▶ [SELECTED TEXT]:
========================================

The dying of an old year, the birth of a new one – it’s a traditional time for taking stock, for looking both forward and back. A tradition that, I think it’s reasonable to assume, is older than almost every other.
The modern mock-druids may gather (rather fatuously) at Stonehenge at midsummer, but the ancient stones themselves are aligned not to the summer sunrise but to the midwinter sunset.
Mike Parker Pearson, the pre-eminent modern expert on the archaeology of Stonehenge, is convinced the site was a major centre of prehistoric pilgrimage. And that the enormous winter gatherings that seem to have taken place nearby ritualised the meeting of the living and the dead.
Ancestor-worship – or, if not worship exactly, then ancestor-awareness – seems to have been central to most early religions. As, indeed, is the case with most religions today. In fact, you could say that the relationship between life and death, the living and the dead, is what religion is all about.
So, though I don’t consider myself religious, I shall take a moment at this ritualistic time to celebrate a few of those we have lost since the winter sun last dipped so low in the sky. (It’s likely that as many future-famous people will be born in 2014 as there were famous departed in 2013, but we don’t know yet who they will be… )

========================================

▶ [DATA EXTRACT]:
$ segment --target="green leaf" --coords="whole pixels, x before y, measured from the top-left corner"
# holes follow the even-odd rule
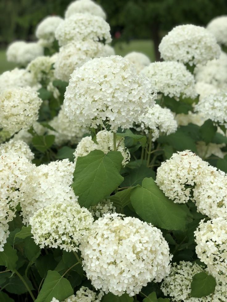
[[[4,245],[3,248],[4,250],[0,252],[0,265],[4,265],[10,271],[13,271],[18,260],[17,251],[8,243]]]
[[[55,137],[54,135],[37,135],[32,138],[31,142],[36,149],[44,153],[54,143]]]
[[[191,282],[191,295],[195,298],[201,298],[214,292],[217,283],[214,278],[204,272],[194,275]]]
[[[119,297],[109,292],[103,297],[102,302],[133,302],[133,298],[126,293]]]
[[[211,119],[208,119],[200,127],[200,133],[203,140],[206,144],[210,143],[217,131],[217,126],[215,126]]]
[[[48,271],[35,302],[50,302],[54,297],[62,301],[73,294],[70,283],[55,271]]]
[[[152,178],[145,178],[142,187],[131,194],[136,213],[147,222],[167,230],[185,229],[186,212],[165,196]]]
[[[123,178],[118,169],[123,159],[121,153],[110,151],[106,155],[94,150],[78,157],[72,187],[82,206],[94,205],[114,191]]]

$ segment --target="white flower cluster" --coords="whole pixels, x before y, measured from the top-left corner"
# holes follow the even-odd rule
[[[65,12],[65,17],[68,18],[75,14],[89,13],[105,19],[105,12],[100,5],[91,0],[76,0],[72,2]]]
[[[42,100],[30,87],[11,88],[0,94],[0,126],[12,135],[30,128],[38,117]]]
[[[159,45],[161,57],[189,65],[204,65],[217,58],[221,49],[215,37],[207,30],[192,24],[174,27],[163,38]]]
[[[66,114],[84,127],[128,128],[154,105],[149,80],[119,56],[93,59],[74,71],[65,94]]]
[[[90,14],[76,14],[60,24],[55,36],[62,46],[73,41],[92,40],[111,42],[109,24],[101,17]]]
[[[169,272],[171,257],[161,231],[137,218],[106,214],[93,223],[80,249],[88,278],[106,293],[134,296]]]
[[[35,31],[35,36],[43,46],[51,45],[54,41],[56,28],[64,21],[58,16],[48,16],[40,22]]]
[[[11,43],[6,52],[8,61],[23,66],[43,54],[43,48],[39,43],[24,41],[17,41]]]
[[[194,232],[198,257],[217,280],[227,281],[227,220],[218,217],[201,221]]]
[[[207,29],[216,38],[218,43],[227,45],[227,16],[221,16],[212,19]]]
[[[138,73],[151,63],[148,57],[141,52],[132,51],[126,54],[124,58],[134,64]]]
[[[10,152],[24,156],[30,162],[34,158],[34,154],[29,146],[23,140],[14,141],[11,139],[8,142],[0,145],[0,154]]]
[[[200,100],[195,110],[206,119],[227,127],[227,93],[211,94]]]
[[[160,135],[168,135],[176,131],[177,122],[169,109],[162,108],[157,104],[149,108],[146,114],[139,118],[140,129],[146,133],[152,133],[152,140],[155,141]]]
[[[63,106],[58,115],[55,116],[49,124],[55,131],[48,129],[48,133],[55,136],[55,143],[58,146],[67,142],[71,144],[77,143],[89,132],[86,128],[78,126],[76,122],[67,117]]]
[[[197,95],[193,75],[178,62],[155,62],[145,67],[141,73],[149,79],[157,92],[175,97],[194,99]]]
[[[44,206],[75,200],[70,186],[74,169],[74,164],[68,159],[38,167],[34,165],[21,188],[23,193],[22,215],[25,224],[28,223],[35,212]]]
[[[191,296],[191,284],[196,274],[206,272],[196,263],[180,261],[172,264],[170,273],[165,278],[161,289],[166,296],[169,296],[173,302],[226,302],[227,290],[225,284],[219,282],[214,292],[202,298]]]
[[[58,247],[67,252],[76,251],[82,237],[93,219],[88,210],[81,208],[77,198],[53,201],[35,212],[30,218],[31,232],[41,248]]]
[[[105,154],[114,150],[114,135],[110,131],[103,130],[96,135],[97,143],[92,140],[91,136],[86,136],[82,139],[77,145],[73,153],[75,157],[75,162],[79,156],[87,155],[93,150],[101,150]],[[125,147],[123,139],[117,140],[117,151],[119,151],[123,157],[122,165],[123,166],[128,163],[130,159],[130,154],[128,149]],[[118,146],[119,144],[119,146]]]
[[[158,168],[156,182],[166,196],[175,203],[190,199],[196,177],[200,177],[208,163],[188,150],[174,154]]]
[[[115,213],[116,208],[109,199],[107,199],[99,202],[95,206],[90,207],[89,209],[93,217],[99,218],[103,217],[105,214]]]
[[[56,77],[68,82],[70,74],[77,67],[91,58],[107,56],[105,50],[102,43],[91,40],[73,41],[60,47],[54,65]]]

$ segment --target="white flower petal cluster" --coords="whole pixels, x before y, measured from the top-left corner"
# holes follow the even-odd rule
[[[71,75],[65,93],[66,114],[84,127],[103,122],[116,131],[128,128],[154,105],[148,79],[119,56],[93,59]]]
[[[195,99],[197,95],[193,75],[181,63],[155,62],[145,67],[141,73],[149,79],[157,92],[175,97]]]
[[[220,92],[204,98],[195,106],[195,110],[206,119],[227,127],[227,93]]]
[[[25,224],[28,223],[35,212],[44,207],[75,200],[71,187],[74,169],[75,165],[68,159],[38,167],[34,165],[21,188],[23,192],[22,215]]]
[[[0,154],[10,152],[24,156],[30,162],[31,162],[34,157],[29,146],[23,140],[14,141],[11,139],[0,145]]]
[[[66,18],[75,14],[88,13],[105,19],[105,12],[100,6],[91,0],[76,0],[71,2],[65,12]]]
[[[127,54],[124,58],[134,64],[138,73],[151,63],[151,60],[148,57],[141,52],[132,51]]]
[[[51,45],[55,39],[56,29],[63,21],[58,16],[48,16],[39,23],[35,36],[39,39],[41,45],[44,46]]]
[[[76,14],[60,24],[55,37],[60,46],[73,41],[92,40],[111,42],[109,24],[102,18],[90,14]]]
[[[92,140],[91,136],[86,136],[81,140],[73,153],[75,157],[74,162],[76,163],[79,156],[87,155],[93,150],[101,150],[105,154],[114,150],[114,135],[110,131],[103,130],[96,135],[97,143]],[[117,140],[117,151],[119,151],[123,157],[122,165],[123,166],[128,163],[130,159],[130,154],[125,147],[124,140]],[[119,146],[118,146],[119,144]]]
[[[161,289],[166,296],[169,296],[173,302],[226,302],[227,290],[225,284],[219,282],[214,292],[202,298],[191,296],[191,283],[196,274],[206,272],[196,263],[180,261],[172,264],[170,273],[165,278]]]
[[[95,206],[89,208],[89,211],[95,218],[103,217],[105,214],[112,214],[116,213],[116,208],[114,203],[109,199],[104,199]]]
[[[218,58],[220,46],[207,30],[192,24],[174,27],[162,39],[159,48],[166,61],[179,61],[189,65],[204,65]]]
[[[38,118],[42,101],[30,87],[11,88],[0,94],[0,126],[13,134],[30,128]]]
[[[35,212],[30,218],[31,232],[41,248],[45,246],[67,252],[76,251],[82,237],[93,219],[89,210],[80,207],[77,198],[54,201]]]
[[[218,43],[227,45],[227,16],[214,18],[207,24],[207,29],[214,36]]]
[[[106,293],[133,296],[169,272],[171,257],[161,231],[137,218],[106,214],[93,223],[80,249],[88,278]]]
[[[63,106],[58,115],[49,122],[49,124],[55,131],[48,129],[48,133],[55,135],[55,143],[58,146],[67,142],[71,144],[77,143],[83,136],[89,132],[86,128],[78,126],[76,122],[68,119]]]
[[[195,179],[201,177],[208,164],[188,150],[173,155],[158,168],[156,183],[175,203],[184,203],[190,199]]]
[[[91,40],[73,41],[60,47],[54,65],[56,77],[68,82],[70,75],[77,67],[90,59],[107,56],[105,47],[102,43]]]
[[[168,135],[176,131],[177,124],[171,111],[162,108],[158,104],[149,108],[146,114],[139,118],[140,128],[146,133],[152,133],[152,140],[155,141],[160,135]]]
[[[24,66],[43,54],[43,48],[39,43],[24,41],[17,41],[11,43],[6,53],[8,61]]]
[[[198,257],[217,280],[227,281],[227,220],[218,217],[201,221],[194,232]]]

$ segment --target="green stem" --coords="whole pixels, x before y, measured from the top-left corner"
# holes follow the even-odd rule
[[[15,272],[15,273],[17,274],[17,275],[19,277],[19,278],[21,280],[21,281],[22,281],[22,282],[25,285],[25,287],[26,287],[27,289],[28,292],[29,292],[29,294],[30,294],[30,295],[31,296],[31,297],[32,300],[33,300],[33,301],[34,301],[35,300],[35,297],[34,296],[33,296],[33,294],[32,293],[31,291],[31,290],[28,285],[27,285],[27,283],[26,281],[24,279],[24,278],[23,278],[23,277],[20,274],[20,273],[19,272],[15,270],[14,271]]]

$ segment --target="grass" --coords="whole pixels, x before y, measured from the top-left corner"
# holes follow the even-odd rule
[[[118,43],[115,45],[114,48],[116,54],[122,57],[131,51],[138,51],[147,55],[151,62],[155,61],[153,43],[150,40],[134,40],[129,43]],[[15,67],[16,65],[14,63],[7,62],[5,50],[0,50],[0,74]]]

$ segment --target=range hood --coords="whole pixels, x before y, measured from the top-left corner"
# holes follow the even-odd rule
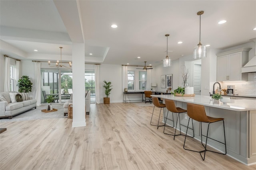
[[[255,44],[254,56],[242,67],[242,72],[256,72],[256,38],[250,40],[254,41]]]

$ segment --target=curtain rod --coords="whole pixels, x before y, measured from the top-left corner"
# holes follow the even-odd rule
[[[124,65],[124,64],[122,64],[122,66],[134,66],[135,67],[144,67],[145,66],[138,66],[138,65]],[[146,67],[152,67],[152,66],[146,66]]]
[[[32,60],[32,62],[44,62],[44,63],[48,63],[48,61],[36,61],[35,60]],[[52,62],[52,63],[54,63],[54,62]],[[67,63],[67,62],[62,62],[62,63],[68,63],[68,64],[69,64],[69,63]],[[98,63],[84,63],[84,64],[95,64],[95,65],[100,65],[100,64],[98,64]]]
[[[9,57],[9,58],[10,58],[12,59],[14,59],[14,60],[16,60],[17,61],[20,61],[20,60],[19,60],[18,59],[15,59],[15,58],[12,57],[10,57],[10,56],[8,56],[7,55],[4,55],[4,56],[5,57]]]

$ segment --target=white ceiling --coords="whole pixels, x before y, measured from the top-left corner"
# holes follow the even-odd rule
[[[224,49],[256,37],[256,0],[77,2],[0,0],[1,53],[54,61],[61,46],[63,60],[71,60],[72,41],[82,38],[83,32],[86,62],[158,65],[166,56],[166,33],[172,60],[192,54],[199,42],[200,10],[204,11],[201,43],[210,45],[208,49]],[[218,24],[223,20],[227,22]],[[111,28],[113,23],[118,27]]]

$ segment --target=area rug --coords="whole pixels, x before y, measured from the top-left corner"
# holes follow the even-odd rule
[[[146,103],[145,103],[145,102],[132,102],[132,104],[134,104],[135,105],[138,106],[154,106],[154,104],[153,104],[153,103],[150,104],[150,102],[147,102]]]
[[[44,105],[37,106],[36,109],[32,109],[23,113],[14,116],[12,119],[8,118],[0,119],[0,122],[14,121],[23,121],[30,120],[37,120],[49,119],[56,119],[67,117],[64,116],[63,104],[53,105],[53,107],[58,109],[58,111],[45,113],[42,110],[47,109],[48,105]]]

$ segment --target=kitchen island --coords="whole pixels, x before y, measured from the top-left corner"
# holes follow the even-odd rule
[[[206,114],[214,117],[222,117],[225,124],[227,154],[234,159],[247,165],[256,164],[256,100],[247,99],[231,100],[230,103],[223,104],[213,103],[211,97],[196,95],[194,97],[180,97],[173,95],[152,95],[152,96],[174,101],[176,107],[186,109],[187,103],[204,105]],[[165,111],[166,114],[167,111]],[[174,120],[177,118],[174,114]],[[188,116],[185,113],[180,116],[180,123],[188,124]],[[166,115],[164,115],[166,117]],[[168,119],[171,118],[171,114]],[[164,122],[164,119],[162,120]],[[175,122],[176,121],[174,121]],[[166,123],[173,125],[173,122],[167,119]],[[174,125],[176,122],[174,122]],[[201,141],[200,123],[193,121],[194,138]],[[222,123],[218,122],[210,126],[210,137],[224,142],[224,132]],[[179,129],[179,126],[177,126]],[[202,133],[206,134],[206,125],[202,123]],[[192,127],[190,123],[189,127]],[[180,129],[179,129],[180,130]],[[186,127],[181,126],[182,131],[185,133]],[[192,135],[192,131],[189,129],[188,134]],[[203,140],[204,140],[203,138]],[[221,151],[224,152],[224,146],[220,145],[214,141],[208,139],[209,146]],[[206,153],[207,154],[207,153]]]

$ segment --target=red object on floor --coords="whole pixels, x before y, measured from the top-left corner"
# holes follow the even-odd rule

========================================

▶ [PROMPT]:
Reproduce the entire essay on the turn of the year and Stonehenge word for word. You can leave the records aside.

▶ [SOLUTION FOR THIS PROBLEM]:
The dying of an old year, the birth of a new one – it’s a traditional time for taking stock, for looking both forward and back. A tradition that, I think it’s reasonable to assume, is older than almost every other.
The modern mock-druids may gather (rather fatuously) at Stonehenge at midsummer, but the ancient stones themselves are aligned not to the summer sunrise but to the midwinter sunset.
Mike Parker Pearson, the pre-eminent modern expert on the archaeology of Stonehenge, is convinced the site was a major centre of prehistoric pilgrimage. And that the enormous winter gatherings that seem to have taken place nearby ritualised the meeting of the living and the dead.
Ancestor-worship – or, if not worship exactly, then ancestor-awareness – seems to have been central to most early religions. As, indeed, is the case with most religions today. In fact, you could say that the relationship between life and death, the living and the dead, is what religion is all about.
So, though I don’t consider myself religious, I shall take a moment at this ritualistic time to celebrate a few of those we have lost since the winter sun last dipped so low in the sky. (It’s likely that as many future-famous people will be born in 2014 as there were famous departed in 2013, but we don’t know yet who they will be… )